Exercises to complete:
A - Answer these questions using the essay on grieving through stories:
(i) Which show was the writer watching last Sunday for work?
(ii) What is the piece of art created by the 2nd Mass called?
(iii) What does Buffy change her name to in "Tabula Rasa"?
B - Write the next part of the essay on grieving through stories, picking up right after its last sentence.

Document extract:

----

A Leaf On The Wind: Grieving Through Stories

I lost someone recently. As an artist, I turned to art to help me through the grief. But I found I couldn’t run to the usual comforts. I couldn’t read fiction books. I could barely listen to music. And apart from one film, I haven’t been able to engage in a movie story line. TV stepped in and rescued me from the void.

I was watching Falling Skies last Sunday for work, and it was exactly the story I needed. Noah Wyle’s character makes a beautiful speech by the piece of art the 2nd Mass had created, The Liberty Tree, before they memorialize those they’ve lost. “It’s not about how long we live,” he reminds them, “but how we live and what we leave behind.”

The person I lost left behind a few hundred friends, a family, and an artistic community he encouraged to tell great stories. We’ve got a lot to live up to, and the speech from Falling Skies reminded me that even though the person we lost was young, he lived well, an example to us all.

I turned next to Buffy the Vampire Slayer to watch one of my favorite episodes, “Tabula Rasa”. It’s the one right after the musical in season six. Sadness hangs as a mist in the air. Tara and Willow are about to break up, Giles is leaving, Buffy’s still dealing with being dragged back from Heaven. Willow breaks her promise to Tara and casts a spell that goes wrong, leaving them with no memories of who they were.

The story becomes hilarious as Spike believes he’s Giles’ son, Anya and Giles believe they are engaged to each other, and Buffy changes her name to Joan, all while running away screaming from a couple of vampires.

However, the spell eventually cracks, and everything is just as before. Giles still gets on the plane to England, Tara moves out leaving a grief-stricken Willow, and Spike and Buffy still don’t know what their relationship is even supposed to look like. Life returns to normal and keeps going.

Honestly, I can’t tell you why this particular episode is comforting. I think it allowed me to cry (especially once “Goodbye to You” starts playing), and it helped me see that we can’t erase our pain. I can’t erase that I lost someone. I’d rather remember him and live through the pain than forget our time together. It also speaks to the rush of emotion that grief and loss pummel us with, and the different forms our griefs take.

----

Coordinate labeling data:
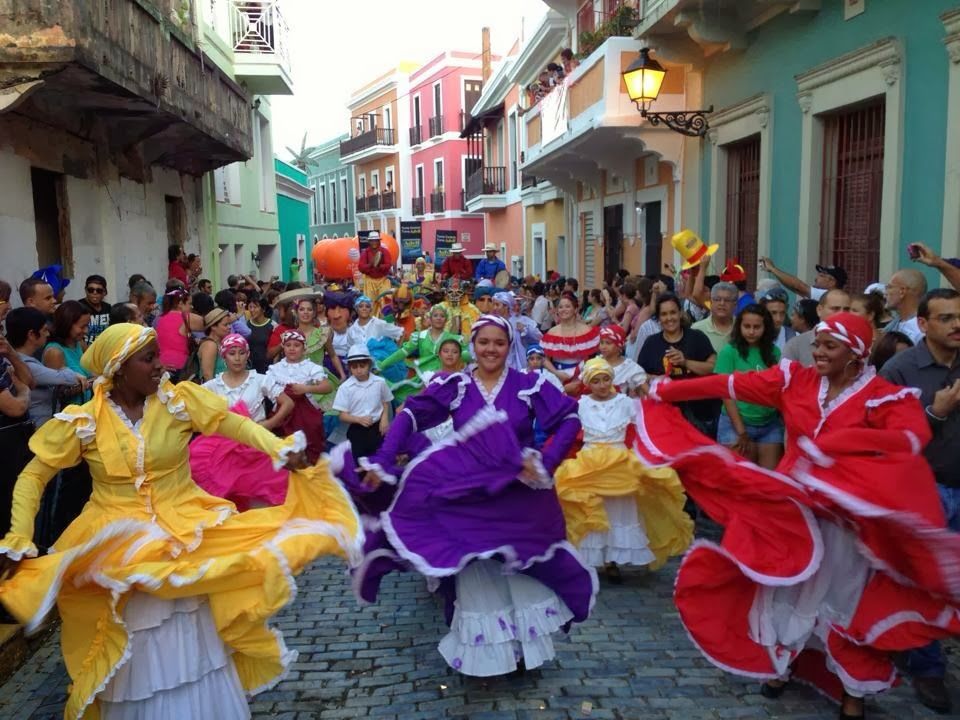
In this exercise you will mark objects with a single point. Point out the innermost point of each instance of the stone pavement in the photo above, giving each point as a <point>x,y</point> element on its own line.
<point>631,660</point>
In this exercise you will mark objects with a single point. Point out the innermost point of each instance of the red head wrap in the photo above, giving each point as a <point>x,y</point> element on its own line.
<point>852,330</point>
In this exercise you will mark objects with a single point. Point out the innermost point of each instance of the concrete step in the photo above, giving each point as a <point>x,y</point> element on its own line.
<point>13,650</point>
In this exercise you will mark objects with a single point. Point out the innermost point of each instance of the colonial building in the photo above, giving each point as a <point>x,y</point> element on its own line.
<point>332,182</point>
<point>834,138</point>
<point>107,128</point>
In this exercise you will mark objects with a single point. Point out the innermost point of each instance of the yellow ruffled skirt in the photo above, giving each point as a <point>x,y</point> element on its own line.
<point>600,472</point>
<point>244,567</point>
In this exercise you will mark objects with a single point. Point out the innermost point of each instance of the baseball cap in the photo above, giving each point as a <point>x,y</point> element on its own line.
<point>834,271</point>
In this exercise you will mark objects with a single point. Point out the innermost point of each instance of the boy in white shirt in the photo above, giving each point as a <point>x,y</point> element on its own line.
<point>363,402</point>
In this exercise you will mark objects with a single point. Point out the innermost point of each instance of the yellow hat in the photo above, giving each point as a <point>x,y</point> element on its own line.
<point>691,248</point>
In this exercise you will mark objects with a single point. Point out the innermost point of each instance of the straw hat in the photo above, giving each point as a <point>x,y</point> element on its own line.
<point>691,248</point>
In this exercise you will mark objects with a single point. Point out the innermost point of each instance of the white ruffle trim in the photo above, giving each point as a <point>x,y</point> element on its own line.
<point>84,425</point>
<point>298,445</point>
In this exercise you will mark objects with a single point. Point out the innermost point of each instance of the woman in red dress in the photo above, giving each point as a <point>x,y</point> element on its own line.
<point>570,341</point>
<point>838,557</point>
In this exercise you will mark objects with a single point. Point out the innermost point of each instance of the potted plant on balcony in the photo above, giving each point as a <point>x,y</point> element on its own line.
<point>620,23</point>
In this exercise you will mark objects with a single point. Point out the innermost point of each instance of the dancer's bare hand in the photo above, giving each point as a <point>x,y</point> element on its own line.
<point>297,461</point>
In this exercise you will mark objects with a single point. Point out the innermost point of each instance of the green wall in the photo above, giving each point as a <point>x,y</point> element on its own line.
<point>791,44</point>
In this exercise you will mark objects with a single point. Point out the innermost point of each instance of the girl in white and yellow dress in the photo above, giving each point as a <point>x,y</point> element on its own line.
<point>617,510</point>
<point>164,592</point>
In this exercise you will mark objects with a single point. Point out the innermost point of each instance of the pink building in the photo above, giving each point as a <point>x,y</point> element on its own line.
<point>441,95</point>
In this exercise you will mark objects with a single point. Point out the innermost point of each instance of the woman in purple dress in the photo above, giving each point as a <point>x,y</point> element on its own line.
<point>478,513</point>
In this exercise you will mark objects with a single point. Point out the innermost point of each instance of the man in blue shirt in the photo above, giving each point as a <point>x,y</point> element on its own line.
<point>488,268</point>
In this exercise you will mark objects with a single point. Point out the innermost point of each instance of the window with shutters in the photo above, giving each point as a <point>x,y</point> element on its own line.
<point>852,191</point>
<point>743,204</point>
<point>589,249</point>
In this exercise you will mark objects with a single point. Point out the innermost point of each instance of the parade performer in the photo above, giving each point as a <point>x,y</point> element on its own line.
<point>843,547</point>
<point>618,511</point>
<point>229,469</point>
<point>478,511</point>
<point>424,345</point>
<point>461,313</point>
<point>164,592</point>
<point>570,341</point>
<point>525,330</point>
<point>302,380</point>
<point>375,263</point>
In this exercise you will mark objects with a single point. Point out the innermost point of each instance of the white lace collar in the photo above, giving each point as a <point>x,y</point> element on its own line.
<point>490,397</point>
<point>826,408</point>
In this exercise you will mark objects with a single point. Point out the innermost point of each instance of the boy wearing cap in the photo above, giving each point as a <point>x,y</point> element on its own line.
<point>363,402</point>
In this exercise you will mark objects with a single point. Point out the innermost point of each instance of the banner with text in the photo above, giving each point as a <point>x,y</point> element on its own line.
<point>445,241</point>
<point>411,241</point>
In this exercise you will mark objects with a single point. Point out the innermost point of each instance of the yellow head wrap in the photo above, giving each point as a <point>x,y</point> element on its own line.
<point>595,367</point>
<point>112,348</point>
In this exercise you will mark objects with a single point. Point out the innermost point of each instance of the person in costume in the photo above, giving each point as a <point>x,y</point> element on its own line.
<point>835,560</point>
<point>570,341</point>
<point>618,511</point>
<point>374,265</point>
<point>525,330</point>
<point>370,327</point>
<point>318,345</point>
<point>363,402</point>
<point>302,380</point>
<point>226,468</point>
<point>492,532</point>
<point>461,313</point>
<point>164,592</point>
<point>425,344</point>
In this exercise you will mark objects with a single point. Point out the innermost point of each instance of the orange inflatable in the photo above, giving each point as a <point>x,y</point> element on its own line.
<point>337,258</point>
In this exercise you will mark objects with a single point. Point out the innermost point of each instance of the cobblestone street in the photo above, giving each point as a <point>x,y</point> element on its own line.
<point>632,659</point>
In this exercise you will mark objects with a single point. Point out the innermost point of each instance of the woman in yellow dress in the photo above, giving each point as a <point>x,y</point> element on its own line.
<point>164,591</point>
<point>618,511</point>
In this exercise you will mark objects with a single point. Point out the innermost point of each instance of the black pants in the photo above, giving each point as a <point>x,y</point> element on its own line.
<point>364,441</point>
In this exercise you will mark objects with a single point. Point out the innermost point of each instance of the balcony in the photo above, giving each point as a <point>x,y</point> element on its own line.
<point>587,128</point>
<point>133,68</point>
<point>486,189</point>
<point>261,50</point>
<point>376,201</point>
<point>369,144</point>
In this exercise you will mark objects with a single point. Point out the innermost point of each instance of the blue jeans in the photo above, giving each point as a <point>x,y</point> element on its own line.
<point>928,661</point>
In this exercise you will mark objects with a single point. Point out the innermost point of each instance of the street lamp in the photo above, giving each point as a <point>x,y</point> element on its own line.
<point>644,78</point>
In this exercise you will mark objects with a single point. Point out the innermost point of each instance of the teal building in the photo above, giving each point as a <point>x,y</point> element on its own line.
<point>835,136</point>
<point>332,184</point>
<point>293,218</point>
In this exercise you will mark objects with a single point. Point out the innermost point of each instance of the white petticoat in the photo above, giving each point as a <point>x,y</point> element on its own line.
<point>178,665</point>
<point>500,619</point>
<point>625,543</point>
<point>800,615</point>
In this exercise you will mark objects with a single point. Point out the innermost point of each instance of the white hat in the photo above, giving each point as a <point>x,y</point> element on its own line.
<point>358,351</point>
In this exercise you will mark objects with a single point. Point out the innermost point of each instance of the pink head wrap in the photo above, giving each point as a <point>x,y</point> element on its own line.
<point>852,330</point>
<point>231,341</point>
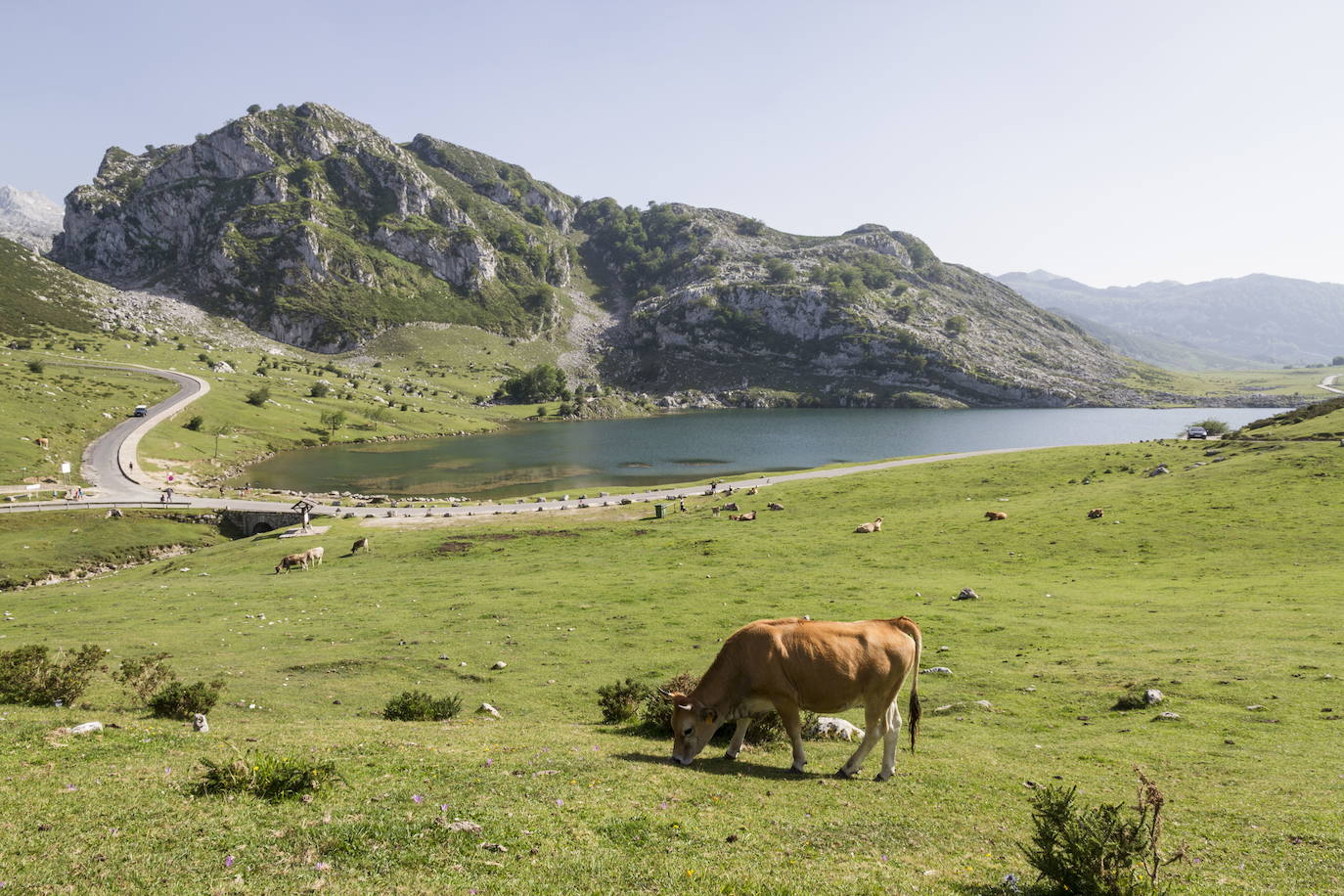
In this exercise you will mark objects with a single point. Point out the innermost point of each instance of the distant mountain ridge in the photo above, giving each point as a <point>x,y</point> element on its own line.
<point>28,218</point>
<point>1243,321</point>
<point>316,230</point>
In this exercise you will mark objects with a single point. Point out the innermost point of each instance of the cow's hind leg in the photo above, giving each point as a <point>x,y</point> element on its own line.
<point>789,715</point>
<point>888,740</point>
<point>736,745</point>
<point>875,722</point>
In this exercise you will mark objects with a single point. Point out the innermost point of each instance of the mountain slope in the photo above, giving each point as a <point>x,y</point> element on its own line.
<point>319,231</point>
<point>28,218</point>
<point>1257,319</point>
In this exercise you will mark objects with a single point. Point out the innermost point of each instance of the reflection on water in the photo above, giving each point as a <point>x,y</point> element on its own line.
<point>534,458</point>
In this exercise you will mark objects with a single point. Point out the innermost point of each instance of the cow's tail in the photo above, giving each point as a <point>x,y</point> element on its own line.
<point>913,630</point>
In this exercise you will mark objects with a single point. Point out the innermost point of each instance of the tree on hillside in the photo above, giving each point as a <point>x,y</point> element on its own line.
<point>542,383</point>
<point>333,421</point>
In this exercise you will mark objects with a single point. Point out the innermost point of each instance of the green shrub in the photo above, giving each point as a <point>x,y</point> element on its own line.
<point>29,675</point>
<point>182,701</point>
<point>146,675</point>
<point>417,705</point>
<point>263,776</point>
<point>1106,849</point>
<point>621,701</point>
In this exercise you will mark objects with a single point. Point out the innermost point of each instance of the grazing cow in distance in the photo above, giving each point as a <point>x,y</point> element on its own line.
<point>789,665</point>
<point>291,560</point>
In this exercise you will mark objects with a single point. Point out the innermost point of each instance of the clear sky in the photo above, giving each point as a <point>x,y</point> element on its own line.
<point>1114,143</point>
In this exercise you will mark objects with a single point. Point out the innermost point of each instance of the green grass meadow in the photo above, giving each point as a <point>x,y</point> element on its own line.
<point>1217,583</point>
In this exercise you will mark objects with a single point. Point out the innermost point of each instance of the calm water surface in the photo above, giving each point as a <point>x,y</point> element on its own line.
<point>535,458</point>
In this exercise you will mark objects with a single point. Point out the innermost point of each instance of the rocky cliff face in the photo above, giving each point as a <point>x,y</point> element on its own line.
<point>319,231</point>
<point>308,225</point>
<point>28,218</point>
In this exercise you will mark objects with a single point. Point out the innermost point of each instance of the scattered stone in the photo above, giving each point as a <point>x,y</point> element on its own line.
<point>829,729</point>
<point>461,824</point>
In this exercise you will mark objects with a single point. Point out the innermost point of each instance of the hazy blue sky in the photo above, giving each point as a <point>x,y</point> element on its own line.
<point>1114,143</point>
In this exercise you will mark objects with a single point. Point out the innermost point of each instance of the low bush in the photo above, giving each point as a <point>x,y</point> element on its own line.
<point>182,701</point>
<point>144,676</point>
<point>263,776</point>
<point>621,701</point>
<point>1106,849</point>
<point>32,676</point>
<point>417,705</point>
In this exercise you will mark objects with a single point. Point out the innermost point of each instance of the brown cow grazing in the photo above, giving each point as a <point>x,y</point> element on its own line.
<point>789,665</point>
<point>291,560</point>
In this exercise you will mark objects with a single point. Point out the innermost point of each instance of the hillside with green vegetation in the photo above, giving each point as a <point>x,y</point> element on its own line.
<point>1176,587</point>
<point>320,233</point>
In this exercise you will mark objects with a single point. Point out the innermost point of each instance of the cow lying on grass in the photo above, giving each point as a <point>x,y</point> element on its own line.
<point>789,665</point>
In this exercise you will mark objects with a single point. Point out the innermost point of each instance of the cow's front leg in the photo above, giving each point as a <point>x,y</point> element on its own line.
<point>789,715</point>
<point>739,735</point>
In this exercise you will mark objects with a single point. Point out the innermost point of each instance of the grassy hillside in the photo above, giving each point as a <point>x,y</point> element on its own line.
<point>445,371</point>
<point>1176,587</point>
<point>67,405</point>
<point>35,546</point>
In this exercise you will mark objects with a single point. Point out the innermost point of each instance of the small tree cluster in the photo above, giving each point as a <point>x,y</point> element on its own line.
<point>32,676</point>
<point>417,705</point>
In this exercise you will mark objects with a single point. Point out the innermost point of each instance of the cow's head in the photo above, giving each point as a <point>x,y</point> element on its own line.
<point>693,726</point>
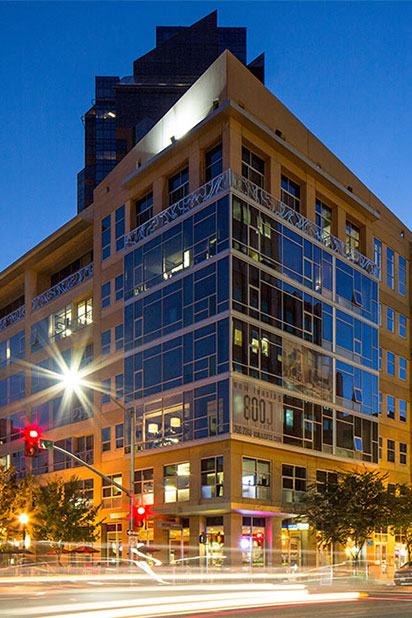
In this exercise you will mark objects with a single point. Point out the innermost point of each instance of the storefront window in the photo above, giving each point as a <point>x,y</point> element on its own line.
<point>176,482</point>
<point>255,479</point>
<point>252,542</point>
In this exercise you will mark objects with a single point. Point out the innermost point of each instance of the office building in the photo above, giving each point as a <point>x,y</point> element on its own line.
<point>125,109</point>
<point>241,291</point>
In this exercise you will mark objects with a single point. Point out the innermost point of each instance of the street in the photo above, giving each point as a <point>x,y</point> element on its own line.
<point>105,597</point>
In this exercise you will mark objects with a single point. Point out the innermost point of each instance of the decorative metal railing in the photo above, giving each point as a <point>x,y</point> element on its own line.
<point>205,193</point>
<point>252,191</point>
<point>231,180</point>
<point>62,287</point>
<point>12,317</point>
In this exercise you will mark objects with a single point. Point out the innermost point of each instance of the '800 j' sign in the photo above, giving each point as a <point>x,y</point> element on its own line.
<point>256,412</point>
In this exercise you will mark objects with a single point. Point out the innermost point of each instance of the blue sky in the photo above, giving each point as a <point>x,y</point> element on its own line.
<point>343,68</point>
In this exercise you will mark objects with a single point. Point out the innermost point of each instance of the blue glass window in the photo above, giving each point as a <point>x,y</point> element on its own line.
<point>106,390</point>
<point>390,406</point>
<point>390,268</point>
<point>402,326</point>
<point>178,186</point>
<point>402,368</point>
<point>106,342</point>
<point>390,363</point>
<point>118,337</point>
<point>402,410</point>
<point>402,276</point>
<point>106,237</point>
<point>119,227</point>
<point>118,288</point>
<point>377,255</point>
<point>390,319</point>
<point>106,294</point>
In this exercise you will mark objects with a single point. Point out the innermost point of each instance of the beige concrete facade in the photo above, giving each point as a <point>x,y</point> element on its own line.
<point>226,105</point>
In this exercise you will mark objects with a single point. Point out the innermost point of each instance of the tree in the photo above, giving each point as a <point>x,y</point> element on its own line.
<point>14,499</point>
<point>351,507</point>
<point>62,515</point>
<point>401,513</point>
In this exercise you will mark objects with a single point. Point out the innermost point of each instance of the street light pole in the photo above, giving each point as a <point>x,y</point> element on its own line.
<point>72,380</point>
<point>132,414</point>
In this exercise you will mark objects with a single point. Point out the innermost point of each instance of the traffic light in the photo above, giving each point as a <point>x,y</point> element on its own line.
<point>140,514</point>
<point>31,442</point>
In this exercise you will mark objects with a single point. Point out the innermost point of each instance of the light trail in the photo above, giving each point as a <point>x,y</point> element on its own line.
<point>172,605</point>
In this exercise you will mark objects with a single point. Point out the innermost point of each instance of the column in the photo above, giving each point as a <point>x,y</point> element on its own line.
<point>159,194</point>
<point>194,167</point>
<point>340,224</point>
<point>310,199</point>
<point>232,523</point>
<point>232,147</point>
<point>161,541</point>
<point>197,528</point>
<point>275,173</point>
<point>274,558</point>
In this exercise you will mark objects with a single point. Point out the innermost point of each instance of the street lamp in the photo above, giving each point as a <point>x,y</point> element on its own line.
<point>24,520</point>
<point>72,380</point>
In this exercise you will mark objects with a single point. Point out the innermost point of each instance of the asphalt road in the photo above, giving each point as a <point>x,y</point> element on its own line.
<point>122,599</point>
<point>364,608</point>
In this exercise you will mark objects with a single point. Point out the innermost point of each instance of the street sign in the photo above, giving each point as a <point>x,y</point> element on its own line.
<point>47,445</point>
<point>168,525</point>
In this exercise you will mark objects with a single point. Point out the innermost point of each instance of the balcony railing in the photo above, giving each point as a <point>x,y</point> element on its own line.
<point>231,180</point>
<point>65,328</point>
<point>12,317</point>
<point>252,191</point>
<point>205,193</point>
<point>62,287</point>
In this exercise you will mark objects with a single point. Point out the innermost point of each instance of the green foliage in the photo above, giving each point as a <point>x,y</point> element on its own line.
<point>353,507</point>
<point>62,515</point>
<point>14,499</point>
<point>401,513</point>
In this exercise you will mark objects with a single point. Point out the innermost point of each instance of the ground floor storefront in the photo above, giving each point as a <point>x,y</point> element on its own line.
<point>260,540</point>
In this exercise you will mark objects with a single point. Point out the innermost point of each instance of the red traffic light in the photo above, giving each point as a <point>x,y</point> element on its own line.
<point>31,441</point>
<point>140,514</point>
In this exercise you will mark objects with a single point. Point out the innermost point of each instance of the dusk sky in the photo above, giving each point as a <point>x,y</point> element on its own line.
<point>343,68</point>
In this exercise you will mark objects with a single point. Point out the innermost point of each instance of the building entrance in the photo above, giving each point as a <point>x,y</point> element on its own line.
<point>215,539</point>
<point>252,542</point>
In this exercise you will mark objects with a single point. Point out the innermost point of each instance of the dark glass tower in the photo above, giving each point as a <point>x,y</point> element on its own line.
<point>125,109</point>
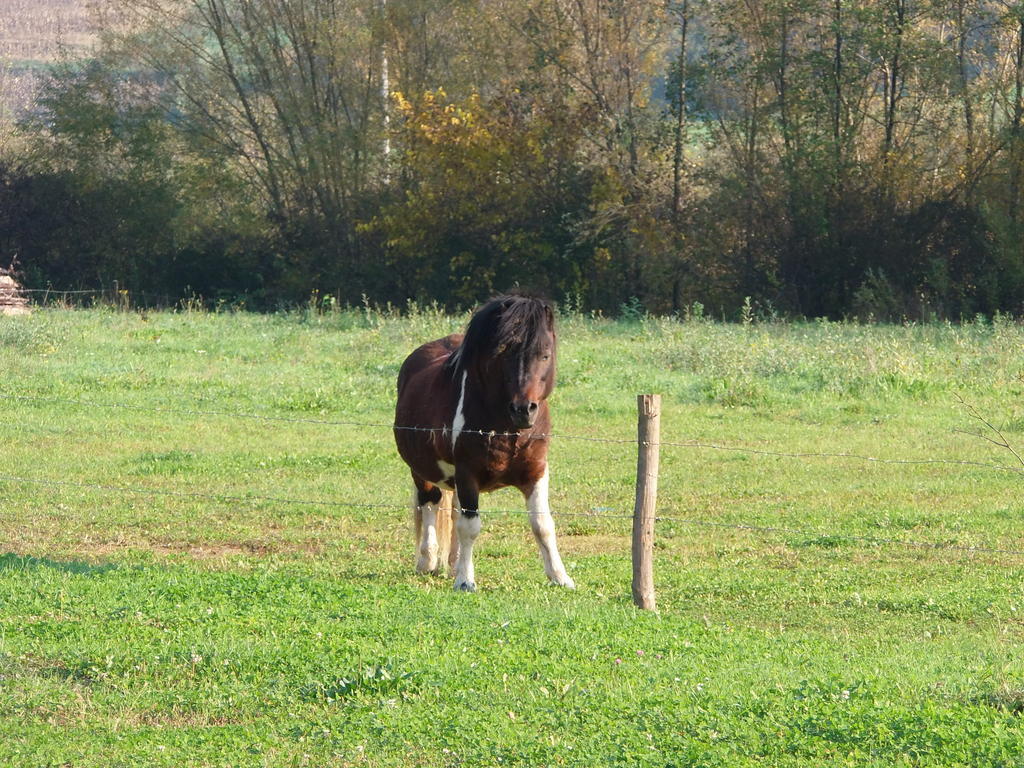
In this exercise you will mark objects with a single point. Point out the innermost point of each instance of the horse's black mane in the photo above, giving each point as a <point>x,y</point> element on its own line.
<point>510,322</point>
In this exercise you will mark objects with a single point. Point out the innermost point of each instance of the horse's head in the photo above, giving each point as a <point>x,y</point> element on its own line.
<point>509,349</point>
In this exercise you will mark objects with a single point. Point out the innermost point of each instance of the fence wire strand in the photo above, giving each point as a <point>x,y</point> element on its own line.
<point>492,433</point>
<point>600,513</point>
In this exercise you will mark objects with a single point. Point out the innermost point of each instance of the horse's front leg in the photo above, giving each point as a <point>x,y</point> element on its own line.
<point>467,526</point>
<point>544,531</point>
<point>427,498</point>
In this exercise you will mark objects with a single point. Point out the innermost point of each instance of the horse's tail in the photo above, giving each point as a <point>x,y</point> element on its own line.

----

The responses:
A -
(i) Falling Skies
(ii) The Liberty Tree
(iii) Joan

B -
Friday night’s Continuum episode was in the same vein. We see that Kiera dealt with a great loss in her past. Her sister Hannah was a drug addict, and because of their family dynamic, would not accept help from Kiera. This eventually led to Hannah’s death. The loss of a young life is especially cruel, and the person I lost was not even thirty. I grieve for the years he did not have, and the experiences he will never have. He was a storyteller and I always thought he’d go far. Now that he’s gone, I’m more determined than ever to tell stories, in honor of his dedication to exceptional writing. He made me believe that I could tell stories, too.

One of our friends, who couldn’t make it to the funeral since she was out of the country, found a bridge in Prague with memorials written on it. She inscribed his name and then added, “A leaf on the wind.” He was our Hoban Washburne. Loved by everyone. Funny, brave, kind. Gone too soon.

Lots of us went back to watch Firefly and Serenity, reliving our experiences with the person we lost. He loved television, introducing most of us to the likes of Joss Whedon, Aaron Sorkin and Ron D. Moore. We owe him for showing us our favorite shows, characters, quotes and writers.

TV means more to me than a “veg out” session. It’s how I deal with life. Through these stories, I make sense of mine. Especially in times of pain and loss like the last few weeks have been. The man I lost taught me that. I wouldn’t be the person I am without him, or the incredible force of television.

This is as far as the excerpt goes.